Count the lines in the data below that contain the string "woman", treating case as significant, and give only that number.

[Point-based annotation data]
----------
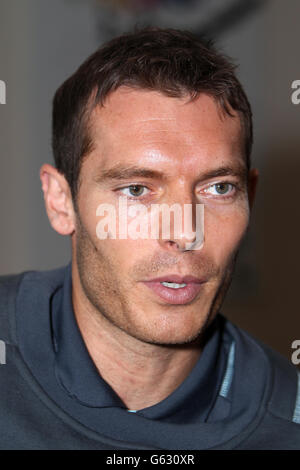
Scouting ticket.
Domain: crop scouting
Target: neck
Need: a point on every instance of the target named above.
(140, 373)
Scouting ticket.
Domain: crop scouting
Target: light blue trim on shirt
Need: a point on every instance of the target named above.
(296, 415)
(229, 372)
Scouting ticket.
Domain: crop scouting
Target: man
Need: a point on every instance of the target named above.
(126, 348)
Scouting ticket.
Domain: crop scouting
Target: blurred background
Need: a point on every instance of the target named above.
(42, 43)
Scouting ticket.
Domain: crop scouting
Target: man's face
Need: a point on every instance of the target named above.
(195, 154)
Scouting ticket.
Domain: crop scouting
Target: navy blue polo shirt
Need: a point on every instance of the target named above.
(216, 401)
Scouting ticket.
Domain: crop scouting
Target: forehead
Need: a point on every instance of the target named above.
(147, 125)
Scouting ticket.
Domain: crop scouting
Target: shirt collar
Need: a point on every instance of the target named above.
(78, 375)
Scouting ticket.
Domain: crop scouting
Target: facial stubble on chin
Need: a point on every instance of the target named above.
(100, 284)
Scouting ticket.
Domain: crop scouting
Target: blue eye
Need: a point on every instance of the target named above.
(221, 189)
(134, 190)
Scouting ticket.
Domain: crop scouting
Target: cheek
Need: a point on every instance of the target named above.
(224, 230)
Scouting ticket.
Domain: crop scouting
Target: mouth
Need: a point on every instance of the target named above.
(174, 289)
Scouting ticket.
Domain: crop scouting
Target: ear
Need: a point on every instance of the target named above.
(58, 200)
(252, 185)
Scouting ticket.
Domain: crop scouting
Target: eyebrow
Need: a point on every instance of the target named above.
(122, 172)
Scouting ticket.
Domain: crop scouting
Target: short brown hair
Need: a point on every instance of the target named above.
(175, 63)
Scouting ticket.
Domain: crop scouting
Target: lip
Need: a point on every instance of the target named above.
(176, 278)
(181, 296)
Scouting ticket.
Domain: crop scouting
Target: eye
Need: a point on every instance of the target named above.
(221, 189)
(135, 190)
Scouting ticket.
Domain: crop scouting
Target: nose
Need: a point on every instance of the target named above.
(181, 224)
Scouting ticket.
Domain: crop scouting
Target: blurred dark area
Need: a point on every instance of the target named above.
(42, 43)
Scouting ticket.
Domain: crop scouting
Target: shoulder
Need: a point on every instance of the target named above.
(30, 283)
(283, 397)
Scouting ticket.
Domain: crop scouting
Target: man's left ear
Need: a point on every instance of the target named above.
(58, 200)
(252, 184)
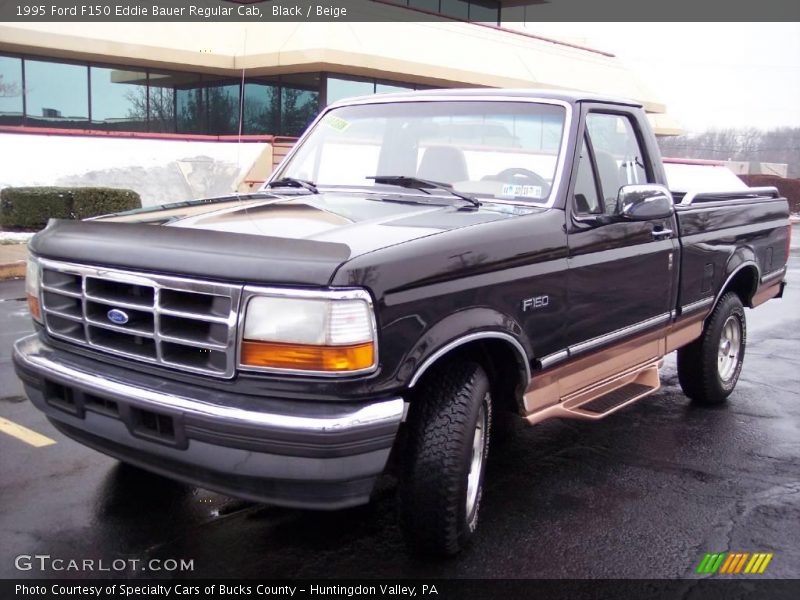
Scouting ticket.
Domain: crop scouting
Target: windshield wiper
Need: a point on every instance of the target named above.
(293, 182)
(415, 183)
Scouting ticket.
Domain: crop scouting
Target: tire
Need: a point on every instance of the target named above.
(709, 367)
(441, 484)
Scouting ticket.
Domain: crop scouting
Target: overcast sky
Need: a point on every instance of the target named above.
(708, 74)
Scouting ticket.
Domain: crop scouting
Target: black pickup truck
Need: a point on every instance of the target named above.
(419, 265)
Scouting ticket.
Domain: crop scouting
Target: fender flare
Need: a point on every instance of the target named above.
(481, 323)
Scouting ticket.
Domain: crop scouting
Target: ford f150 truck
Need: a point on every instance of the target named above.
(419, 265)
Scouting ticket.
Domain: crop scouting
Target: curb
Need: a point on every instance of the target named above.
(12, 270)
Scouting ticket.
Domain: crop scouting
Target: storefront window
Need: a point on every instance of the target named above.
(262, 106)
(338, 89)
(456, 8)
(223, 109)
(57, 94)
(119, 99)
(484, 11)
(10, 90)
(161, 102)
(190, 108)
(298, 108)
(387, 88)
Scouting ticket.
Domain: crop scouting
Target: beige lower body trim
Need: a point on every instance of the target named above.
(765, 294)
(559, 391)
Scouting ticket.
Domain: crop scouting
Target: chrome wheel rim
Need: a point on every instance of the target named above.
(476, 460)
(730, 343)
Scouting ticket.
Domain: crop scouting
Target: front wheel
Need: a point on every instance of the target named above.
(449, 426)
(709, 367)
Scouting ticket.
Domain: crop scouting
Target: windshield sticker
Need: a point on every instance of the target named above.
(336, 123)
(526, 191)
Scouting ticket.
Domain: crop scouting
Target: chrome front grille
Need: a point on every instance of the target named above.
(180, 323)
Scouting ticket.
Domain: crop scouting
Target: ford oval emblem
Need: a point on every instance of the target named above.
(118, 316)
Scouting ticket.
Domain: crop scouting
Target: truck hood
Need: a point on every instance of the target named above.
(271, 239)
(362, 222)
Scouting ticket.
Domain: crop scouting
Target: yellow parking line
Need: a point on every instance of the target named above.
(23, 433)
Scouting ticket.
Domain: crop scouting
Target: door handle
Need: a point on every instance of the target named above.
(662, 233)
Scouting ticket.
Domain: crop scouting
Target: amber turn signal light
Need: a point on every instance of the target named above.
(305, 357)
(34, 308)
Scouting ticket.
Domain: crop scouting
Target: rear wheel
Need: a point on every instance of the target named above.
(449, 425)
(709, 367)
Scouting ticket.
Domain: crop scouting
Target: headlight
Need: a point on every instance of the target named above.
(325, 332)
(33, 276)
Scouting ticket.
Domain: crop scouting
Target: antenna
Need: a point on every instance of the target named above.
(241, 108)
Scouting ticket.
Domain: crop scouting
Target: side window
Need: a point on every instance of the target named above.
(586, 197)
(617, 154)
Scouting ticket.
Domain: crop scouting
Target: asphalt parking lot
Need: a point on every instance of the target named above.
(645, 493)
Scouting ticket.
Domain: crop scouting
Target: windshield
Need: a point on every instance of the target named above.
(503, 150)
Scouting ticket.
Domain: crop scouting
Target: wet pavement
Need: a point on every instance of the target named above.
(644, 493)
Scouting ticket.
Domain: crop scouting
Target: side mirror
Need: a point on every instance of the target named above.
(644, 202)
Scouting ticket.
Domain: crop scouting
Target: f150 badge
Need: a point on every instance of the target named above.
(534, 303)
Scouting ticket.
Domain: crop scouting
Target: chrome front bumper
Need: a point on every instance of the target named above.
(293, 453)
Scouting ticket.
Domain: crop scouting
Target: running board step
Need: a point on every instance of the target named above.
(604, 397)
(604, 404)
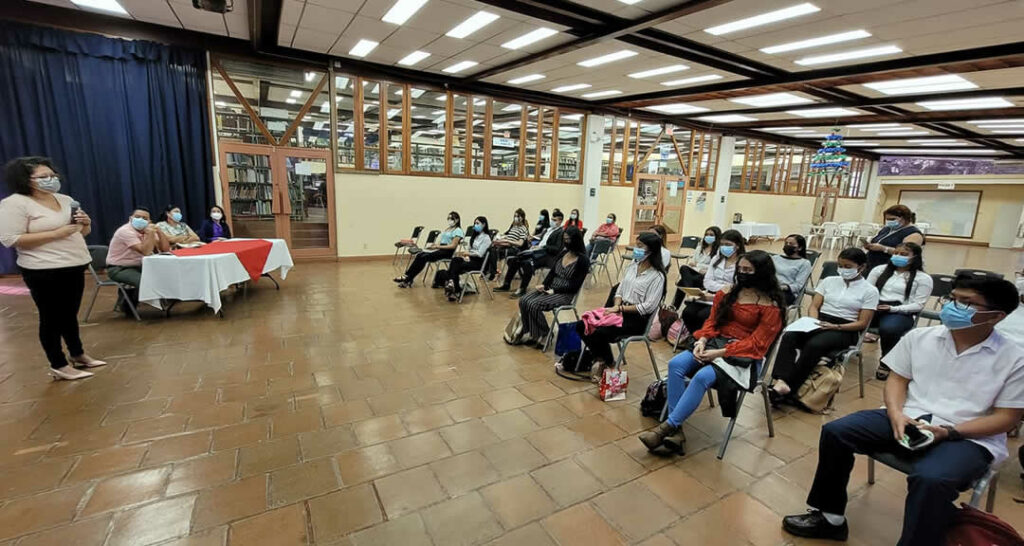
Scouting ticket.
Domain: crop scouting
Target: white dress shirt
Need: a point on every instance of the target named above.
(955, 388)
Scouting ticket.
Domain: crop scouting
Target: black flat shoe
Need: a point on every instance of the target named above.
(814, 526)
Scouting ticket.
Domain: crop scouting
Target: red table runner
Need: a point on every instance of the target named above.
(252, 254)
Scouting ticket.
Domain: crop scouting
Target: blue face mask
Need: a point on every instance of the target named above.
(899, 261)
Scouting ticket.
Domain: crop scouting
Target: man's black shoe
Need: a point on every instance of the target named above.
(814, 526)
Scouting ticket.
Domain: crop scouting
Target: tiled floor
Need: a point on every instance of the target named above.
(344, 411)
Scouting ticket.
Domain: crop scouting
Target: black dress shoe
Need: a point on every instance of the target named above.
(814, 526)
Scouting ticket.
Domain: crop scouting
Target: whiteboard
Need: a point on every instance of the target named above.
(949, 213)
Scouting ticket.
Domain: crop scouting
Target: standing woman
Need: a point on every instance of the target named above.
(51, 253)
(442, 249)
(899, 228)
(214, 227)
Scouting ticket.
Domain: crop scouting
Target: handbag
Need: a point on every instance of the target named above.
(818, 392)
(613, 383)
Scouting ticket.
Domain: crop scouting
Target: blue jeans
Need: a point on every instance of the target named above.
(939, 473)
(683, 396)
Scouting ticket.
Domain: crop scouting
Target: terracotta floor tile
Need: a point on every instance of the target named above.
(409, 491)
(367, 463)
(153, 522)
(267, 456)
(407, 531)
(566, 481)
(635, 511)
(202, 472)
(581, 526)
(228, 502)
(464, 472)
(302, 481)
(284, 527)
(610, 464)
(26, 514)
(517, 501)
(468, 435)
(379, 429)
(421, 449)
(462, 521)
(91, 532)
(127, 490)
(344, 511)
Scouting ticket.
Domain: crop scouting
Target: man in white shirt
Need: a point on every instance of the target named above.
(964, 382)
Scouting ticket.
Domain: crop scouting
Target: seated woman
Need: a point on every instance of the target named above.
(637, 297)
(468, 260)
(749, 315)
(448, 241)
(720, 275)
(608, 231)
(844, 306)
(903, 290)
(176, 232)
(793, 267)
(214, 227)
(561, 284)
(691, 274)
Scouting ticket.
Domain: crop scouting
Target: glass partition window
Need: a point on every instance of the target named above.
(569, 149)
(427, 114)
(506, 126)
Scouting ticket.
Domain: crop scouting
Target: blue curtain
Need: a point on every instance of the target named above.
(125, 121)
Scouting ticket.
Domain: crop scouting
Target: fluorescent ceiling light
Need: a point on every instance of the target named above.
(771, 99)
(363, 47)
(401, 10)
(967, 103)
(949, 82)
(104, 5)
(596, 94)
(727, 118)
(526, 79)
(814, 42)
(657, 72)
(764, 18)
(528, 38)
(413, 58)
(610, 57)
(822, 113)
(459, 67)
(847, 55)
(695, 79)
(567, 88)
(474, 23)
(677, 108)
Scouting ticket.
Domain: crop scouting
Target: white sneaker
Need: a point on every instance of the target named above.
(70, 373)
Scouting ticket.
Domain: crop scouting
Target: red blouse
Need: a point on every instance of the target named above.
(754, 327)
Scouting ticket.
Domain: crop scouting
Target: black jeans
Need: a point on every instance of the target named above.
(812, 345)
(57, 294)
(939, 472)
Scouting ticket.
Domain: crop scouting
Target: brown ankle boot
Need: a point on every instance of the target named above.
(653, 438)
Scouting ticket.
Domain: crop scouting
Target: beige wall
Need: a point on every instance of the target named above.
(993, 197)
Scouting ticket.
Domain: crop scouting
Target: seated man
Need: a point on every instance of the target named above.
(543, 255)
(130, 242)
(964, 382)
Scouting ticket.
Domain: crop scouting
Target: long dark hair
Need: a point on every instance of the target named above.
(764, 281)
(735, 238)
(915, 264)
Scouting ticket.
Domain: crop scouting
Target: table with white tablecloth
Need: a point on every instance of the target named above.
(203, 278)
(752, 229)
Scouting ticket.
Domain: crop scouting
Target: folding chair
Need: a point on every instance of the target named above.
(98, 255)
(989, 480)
----------
▶ [Written answer] 2